--- Excerpt provided ---

And I think that that plays into your strength, what you’re talking about that prescriptive analysis. So, you know, it may not require a capital expenditure, it may be like you were talking about slow the mixer down or, you know, change your ingredients in your mix a little bit if that can work for you. That’s a way to do it and mitigate a lot of the risk rather than having too big capital expenditures and that sort of thing.
And it gets back to you. And then that’s where we ask the question, can you sustain it. So, when we conduct a dust hazard analysis, we want more players in the room, the more players in the room, the better. So that’s even down to your HR representative, we want to understand the total footprint of the operation. Because if we leave the site with an agreement that this is the path forward. And we haven’t looked at the R&D pipeline, we haven’t looked at the innovation schedule for the next couple of years, what we come to in terms of a basis of safety may change based on what you’re planning to do over the next two or three years. So that’s another thing that you know, from the standpoint of our approach, we want to understand the total business, this is not, again, let’s come in tunnel vision, let’s only look at these factors, we want to understand, again, it’s that partnership, right, we want to be apart, we understand the total business total operation. Because if we build in or we don’t take into account that you’re going to go with a smaller particle size in two years, and what that means to the operation, we could be a disservice.

---

■ Actions to take:
**A.** From the excerpt on dust hazard analysis, list every concrete change to a process or material that it gives as an example.
**B.** Answer these questions using the excerpt on dust hazard analysis:
(i) What kind of spending does the first paragraph say may not be required?
(ii) Which staff member is named as someone to have in the room during a dust hazard analysis?
(iii) Over what period of planned changes does the text say the basis of safety may change?

--- Provided information ---

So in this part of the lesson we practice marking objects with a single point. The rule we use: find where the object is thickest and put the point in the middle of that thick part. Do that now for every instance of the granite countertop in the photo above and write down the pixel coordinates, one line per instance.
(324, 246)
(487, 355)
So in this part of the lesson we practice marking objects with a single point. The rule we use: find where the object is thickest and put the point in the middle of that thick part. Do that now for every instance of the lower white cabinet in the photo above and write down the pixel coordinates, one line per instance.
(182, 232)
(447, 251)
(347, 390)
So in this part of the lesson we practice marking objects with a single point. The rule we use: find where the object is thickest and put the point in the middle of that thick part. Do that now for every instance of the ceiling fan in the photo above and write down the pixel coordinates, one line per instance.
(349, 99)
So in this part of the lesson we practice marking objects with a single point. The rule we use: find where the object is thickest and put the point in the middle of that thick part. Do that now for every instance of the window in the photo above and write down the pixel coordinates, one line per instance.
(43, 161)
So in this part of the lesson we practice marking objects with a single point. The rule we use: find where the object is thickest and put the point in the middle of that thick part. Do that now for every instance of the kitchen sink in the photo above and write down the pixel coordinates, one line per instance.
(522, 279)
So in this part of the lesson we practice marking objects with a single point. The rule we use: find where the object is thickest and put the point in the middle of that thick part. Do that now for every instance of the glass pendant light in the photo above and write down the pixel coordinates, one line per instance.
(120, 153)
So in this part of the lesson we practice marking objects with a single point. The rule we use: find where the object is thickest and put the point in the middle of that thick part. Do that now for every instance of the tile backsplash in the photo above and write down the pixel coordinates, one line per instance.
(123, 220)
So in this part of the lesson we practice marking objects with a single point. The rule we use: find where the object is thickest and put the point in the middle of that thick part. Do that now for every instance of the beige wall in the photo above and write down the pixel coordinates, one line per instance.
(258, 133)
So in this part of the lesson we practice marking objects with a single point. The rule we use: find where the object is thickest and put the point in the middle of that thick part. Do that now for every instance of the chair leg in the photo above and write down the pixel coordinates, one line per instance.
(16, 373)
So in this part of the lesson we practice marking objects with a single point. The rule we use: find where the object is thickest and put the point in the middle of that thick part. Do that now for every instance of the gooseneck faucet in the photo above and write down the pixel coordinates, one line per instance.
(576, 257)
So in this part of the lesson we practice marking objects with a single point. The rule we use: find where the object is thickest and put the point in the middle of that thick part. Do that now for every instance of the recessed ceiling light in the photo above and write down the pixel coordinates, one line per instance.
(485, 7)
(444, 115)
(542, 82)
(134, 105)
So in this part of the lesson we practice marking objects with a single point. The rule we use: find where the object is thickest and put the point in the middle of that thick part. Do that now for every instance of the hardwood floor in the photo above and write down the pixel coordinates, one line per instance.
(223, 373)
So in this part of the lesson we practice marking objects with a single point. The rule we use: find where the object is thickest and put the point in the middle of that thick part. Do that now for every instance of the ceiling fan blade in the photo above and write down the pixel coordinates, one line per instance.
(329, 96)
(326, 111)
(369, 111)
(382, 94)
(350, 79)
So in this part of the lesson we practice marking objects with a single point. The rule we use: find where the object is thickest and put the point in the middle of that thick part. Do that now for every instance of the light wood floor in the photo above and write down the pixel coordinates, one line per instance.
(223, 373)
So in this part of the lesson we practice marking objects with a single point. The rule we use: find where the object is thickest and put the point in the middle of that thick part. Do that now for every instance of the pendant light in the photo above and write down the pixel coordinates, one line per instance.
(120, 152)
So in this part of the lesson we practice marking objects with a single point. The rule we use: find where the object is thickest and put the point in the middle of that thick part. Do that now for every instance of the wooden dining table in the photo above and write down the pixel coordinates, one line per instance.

---

■ Expected outputs:
**A.**
- Slow the mixer down
- Change the ingredients in the mix a little bit
- Go with a smaller particle size

**B.**
(i) A capital expenditure.
(ii) The HR representative.
(iii) The next two or three years.